*Document excerpt*
- - - -

The problem: choosing $\epsilon$ involves a tradeoff. Small $\epsilon$ controls approximation error but increases the covering number. Large $\epsilon$ is the reverse.

Chaining resolves this by discretizing at all scales simultaneously. Build a sequence of increasingly fine $\epsilon$ -nets $\mathcal{F}_0 \subset \mathcal{F}_1 \subset \cdots$ with $\epsilon_k = 2^{-k}$ . For each $f \in \mathcal{F}$ , write $f = f_0 + (f_1 - f_0) + (f_2 - f_1) + \cdots$ where $f_k$ is the nearest point to $f$ in the $k$ -th net. Bound each increment separately.

Main Theorems

Theorem

Dudley's Entropy Integral

Statement

Let $\mathcal{F}$ be a function class with envelope $F$ (meaning $|f| \leq F$ for all $f \in \mathcal{F}$ ) and let $\sigma^2 = \sup_{f \in \mathcal{F}} \text{Var}(f(X))$ . Then:

$\mathbb{E}\left[\sup_{f \in \mathcal{F}} |G_n(f)|\right] \leq C \int_0^{\sigma} \sqrt{\log N(\epsilon, \mathcal{F}, L_2(P))}\, d\epsilon$

where $C$ is a universal constant. The integral converges whenever the covering numbers grow at most polynomially as $\epsilon \to 0$ .

Intuition

At each scale $\epsilon$ , the contribution to the supremum is controlled by $\sqrt{\log N(\epsilon)}$ (a union bound over the net at that scale). Chaining integrates these contributions across all scales. Coarse scales (large $\epsilon$ ) contribute little because the net is small. Fine scales (small $\epsilon$ ) contribute little because the increments are small. The integral balances these.

Proof Sketch

Fix a sequence of scales $\epsilon_k = 2^{-k} \sigma$ and corresponding $\epsilon_k$ -nets $\mathcal{N}_k$ . For each $f$ , let $\pi_k(f)$ be the closest point in $\mathcal{N}_k$ . Write:

$G_n(f) = G_n(\pi_0(f)) + \sum_{k=1}^K [G_n(\pi_k(f)) - G_n(\pi_{k-1}(f))] + G_n(f) - G_n(\pi_K(f))$

The first term is bounded by $\sqrt{\log |\mathcal{N}_0|}$ via a union bound. Each increment has sub-Gaussian parameter $O(\epsilon_k / \sqrt{n})$ and there are $|\mathcal{N}_k|$ choices, giving $\sqrt{\log |\mathcal{N}_k|}$ per scale. Summing over scales gives the integral.

Why It Matters

This is the standard tool for converting covering number estimates into generalization bounds. For a class with $\log N(\epsilon) = O(d \log(1/\epsilon))$ (like VC classes or linear predictors), the integral evaluates to $O(\sqrt{d})$ , recovering the standard $O(\sqrt{d/n})$ generalization bound without going through VC theory.

Failure Mode

Dudley's bound is not tight in general. It can be loose by a $\sqrt{\log n}$ factor compared to the true expected supremum. For classes where the covering numbers have complex structure at different scales, generic chaining gives tighter results.

report a correction →

Theorem

Talagrand's Generic Chaining (Majorizing Measures)

- - - -

*Short problem*
Resume the excerpt on chaining and Dudley's entropy integral, starting right after its final heading on Talagrand's generic chaining.

- - - -

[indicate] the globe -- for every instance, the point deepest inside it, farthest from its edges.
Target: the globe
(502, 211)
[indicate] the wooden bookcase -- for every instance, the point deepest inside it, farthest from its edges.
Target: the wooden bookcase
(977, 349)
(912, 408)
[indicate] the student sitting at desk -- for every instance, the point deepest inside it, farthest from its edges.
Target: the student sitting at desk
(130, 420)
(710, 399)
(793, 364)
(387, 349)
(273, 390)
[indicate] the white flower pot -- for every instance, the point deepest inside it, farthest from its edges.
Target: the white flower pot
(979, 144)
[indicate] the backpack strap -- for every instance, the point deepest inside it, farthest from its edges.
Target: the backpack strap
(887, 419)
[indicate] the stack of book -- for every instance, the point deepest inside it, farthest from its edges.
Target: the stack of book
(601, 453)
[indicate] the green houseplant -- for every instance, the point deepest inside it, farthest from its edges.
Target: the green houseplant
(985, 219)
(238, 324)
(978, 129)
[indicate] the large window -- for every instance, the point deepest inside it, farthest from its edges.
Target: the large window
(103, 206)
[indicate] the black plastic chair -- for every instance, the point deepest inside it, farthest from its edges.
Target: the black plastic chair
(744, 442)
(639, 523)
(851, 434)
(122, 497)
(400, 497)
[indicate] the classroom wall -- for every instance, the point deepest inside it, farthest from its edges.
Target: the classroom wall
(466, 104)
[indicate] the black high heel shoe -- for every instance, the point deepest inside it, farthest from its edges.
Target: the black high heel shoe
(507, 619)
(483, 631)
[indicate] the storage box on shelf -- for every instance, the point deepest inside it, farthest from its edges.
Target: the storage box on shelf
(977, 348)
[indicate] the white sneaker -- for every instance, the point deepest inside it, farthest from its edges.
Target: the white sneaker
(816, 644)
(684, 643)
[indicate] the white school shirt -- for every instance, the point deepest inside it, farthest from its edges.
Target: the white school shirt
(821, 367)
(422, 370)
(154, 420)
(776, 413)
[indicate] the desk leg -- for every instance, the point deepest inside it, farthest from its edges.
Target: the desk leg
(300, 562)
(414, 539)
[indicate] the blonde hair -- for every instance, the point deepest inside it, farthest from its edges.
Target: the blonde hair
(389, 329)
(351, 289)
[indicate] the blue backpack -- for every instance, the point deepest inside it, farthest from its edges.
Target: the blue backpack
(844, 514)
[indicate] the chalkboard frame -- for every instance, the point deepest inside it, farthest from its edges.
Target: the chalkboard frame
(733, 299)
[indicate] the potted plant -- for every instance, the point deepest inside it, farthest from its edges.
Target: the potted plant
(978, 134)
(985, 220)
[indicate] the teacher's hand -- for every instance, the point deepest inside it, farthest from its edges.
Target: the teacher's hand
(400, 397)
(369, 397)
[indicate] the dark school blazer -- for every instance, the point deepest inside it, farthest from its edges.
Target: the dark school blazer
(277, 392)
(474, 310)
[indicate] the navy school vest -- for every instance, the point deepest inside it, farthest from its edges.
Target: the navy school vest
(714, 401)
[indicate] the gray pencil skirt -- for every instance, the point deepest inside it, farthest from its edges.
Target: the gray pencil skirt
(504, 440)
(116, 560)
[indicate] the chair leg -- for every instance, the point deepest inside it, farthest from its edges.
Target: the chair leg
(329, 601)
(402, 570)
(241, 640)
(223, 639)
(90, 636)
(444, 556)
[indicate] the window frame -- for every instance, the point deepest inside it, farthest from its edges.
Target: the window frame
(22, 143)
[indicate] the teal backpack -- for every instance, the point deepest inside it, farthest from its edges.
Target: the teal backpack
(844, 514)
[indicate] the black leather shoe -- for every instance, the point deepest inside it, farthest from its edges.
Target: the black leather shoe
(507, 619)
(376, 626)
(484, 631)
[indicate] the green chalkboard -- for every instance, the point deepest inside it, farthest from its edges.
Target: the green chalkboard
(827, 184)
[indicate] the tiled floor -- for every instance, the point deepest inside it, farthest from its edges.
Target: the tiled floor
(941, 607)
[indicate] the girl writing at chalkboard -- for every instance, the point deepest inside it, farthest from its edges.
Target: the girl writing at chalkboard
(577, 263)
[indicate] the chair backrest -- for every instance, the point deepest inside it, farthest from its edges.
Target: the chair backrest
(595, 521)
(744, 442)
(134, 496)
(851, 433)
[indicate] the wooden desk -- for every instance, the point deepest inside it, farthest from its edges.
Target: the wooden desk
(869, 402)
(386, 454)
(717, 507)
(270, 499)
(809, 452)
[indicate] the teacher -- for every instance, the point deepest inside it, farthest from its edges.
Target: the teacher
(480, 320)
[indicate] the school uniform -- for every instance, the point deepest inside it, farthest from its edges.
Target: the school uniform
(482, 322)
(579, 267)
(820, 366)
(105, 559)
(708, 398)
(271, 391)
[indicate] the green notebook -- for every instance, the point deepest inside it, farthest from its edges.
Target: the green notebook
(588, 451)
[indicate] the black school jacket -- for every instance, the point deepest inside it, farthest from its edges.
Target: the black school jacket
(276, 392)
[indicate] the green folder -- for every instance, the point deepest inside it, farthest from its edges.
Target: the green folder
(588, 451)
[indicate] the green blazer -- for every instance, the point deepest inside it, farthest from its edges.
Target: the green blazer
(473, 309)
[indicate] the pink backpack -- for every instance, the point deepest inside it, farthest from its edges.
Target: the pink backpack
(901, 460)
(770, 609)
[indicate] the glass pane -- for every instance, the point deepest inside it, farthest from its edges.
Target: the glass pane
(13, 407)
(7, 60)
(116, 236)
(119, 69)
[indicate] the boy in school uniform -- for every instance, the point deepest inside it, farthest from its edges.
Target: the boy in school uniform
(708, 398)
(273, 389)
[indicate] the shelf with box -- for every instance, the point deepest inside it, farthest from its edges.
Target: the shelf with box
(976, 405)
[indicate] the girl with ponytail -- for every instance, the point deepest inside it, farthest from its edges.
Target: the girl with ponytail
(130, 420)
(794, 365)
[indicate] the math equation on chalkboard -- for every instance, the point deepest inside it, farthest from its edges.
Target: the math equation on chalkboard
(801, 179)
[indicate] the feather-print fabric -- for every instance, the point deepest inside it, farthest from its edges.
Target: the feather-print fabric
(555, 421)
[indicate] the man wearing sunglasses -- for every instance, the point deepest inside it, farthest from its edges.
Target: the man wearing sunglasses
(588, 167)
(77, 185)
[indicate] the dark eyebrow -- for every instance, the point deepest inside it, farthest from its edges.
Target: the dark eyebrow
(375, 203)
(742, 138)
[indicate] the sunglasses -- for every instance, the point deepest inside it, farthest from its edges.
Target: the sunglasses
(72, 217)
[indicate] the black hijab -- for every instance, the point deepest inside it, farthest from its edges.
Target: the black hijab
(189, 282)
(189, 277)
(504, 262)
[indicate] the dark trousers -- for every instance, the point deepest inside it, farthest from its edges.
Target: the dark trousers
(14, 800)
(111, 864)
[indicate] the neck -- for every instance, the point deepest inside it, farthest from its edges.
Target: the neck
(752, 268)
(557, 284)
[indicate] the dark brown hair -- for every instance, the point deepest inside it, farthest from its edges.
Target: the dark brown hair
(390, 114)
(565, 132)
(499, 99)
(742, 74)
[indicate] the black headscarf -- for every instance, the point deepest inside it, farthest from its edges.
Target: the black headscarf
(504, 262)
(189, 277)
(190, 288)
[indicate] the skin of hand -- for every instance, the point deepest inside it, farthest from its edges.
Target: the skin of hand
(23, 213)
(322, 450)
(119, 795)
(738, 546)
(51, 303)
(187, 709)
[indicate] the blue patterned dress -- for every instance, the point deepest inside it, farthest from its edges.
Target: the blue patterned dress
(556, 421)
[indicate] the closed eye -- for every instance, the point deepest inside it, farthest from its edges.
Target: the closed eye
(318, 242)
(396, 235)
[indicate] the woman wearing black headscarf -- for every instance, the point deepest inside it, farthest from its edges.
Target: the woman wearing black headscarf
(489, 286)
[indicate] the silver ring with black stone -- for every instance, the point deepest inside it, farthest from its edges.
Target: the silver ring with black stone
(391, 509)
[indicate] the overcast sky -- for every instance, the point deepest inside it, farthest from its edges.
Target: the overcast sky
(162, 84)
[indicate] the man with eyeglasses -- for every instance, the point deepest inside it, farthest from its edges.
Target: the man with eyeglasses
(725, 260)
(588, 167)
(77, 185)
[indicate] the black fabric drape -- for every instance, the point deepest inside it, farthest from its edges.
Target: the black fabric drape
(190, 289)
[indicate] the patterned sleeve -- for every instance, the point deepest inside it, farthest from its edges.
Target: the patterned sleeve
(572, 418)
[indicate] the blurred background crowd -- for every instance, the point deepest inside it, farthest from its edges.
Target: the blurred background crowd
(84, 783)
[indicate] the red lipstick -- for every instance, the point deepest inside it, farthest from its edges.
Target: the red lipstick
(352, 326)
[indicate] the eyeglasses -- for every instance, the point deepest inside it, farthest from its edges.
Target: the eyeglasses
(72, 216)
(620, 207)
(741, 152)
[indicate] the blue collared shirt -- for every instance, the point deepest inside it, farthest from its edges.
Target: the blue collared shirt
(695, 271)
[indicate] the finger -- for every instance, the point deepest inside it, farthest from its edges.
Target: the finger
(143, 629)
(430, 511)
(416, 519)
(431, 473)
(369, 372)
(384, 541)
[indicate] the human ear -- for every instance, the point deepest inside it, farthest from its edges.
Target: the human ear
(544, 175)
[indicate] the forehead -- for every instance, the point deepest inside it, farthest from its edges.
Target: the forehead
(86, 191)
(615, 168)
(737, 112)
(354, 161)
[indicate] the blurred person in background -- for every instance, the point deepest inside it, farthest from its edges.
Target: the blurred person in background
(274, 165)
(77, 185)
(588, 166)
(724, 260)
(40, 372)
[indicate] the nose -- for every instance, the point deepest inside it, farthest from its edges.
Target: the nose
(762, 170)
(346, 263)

- - - -

*Output of the exercise*
Statement

For a centered Gaussian process $(X_t)_{t \in T}$ , define the $\gamma_2$ functional:

$\gamma_2(T, d) = \inf_{\{A_k\}} \sup_{t \in T} \sum_{k=0}^{\infty} 2^{k/2} d(t, A_k)$

where the infimum is over all sequences of sets $A_k$ with $|A_k| \leq 2^{2^k}$ . Then:

$\frac{1}{L} \gamma_2(T, d) \leq \mathbb{E}\left[\sup_{t \in T} X_t\right] \leq L \cdot \gamma_2(T, d)$

for a universal constant $L$ . The $\gamma_2$ functional characterizes the expected supremum up to universal constants.

Intuition

Generic chaining replaces the uniform covering at each scale (Dudley) with an optimized covering that can vary across the set $T$ . Some points in $T$ may need fine resolution while others do not. The $\gamma_2$ functional captures this by allowing different "chains" for different points.

Proof Sketch

The upper bound follows the same chaining idea as Dudley, but with optimized nets $A_k$ instead of minimal coverings. The lower bound (which makes this a characterization, not just an upper bound) uses the Sudakov minoration argument and a sophisticated construction of the admissible sequence.

Why It Matters

This is the definitive result on suprema of Gaussian processes. Since empirical processes can be compared to Gaussian processes via symmetrization and comparison inequalities, this provides the tightest possible bounds on learning theory quantities. It resolves a long-standing question in probability theory about when chaining gives the right answer.

Failure Mode

The $\gamma_2$ functional is hard to compute in general. For most applications, Dudley's entropy integral is sufficient and much more practical. Generic chaining is most useful for proving theoretical optimality results rather than computing explicit bounds.

report a correction →

Lower Bounds: Sudakov Minoration

Dudley's integral is an upper bound. Without a matching lower bound there is no way to know whether the integral overstates the true expected supremum. Sudakov's minoration provides a single-scale lower bound for Gaussian processes.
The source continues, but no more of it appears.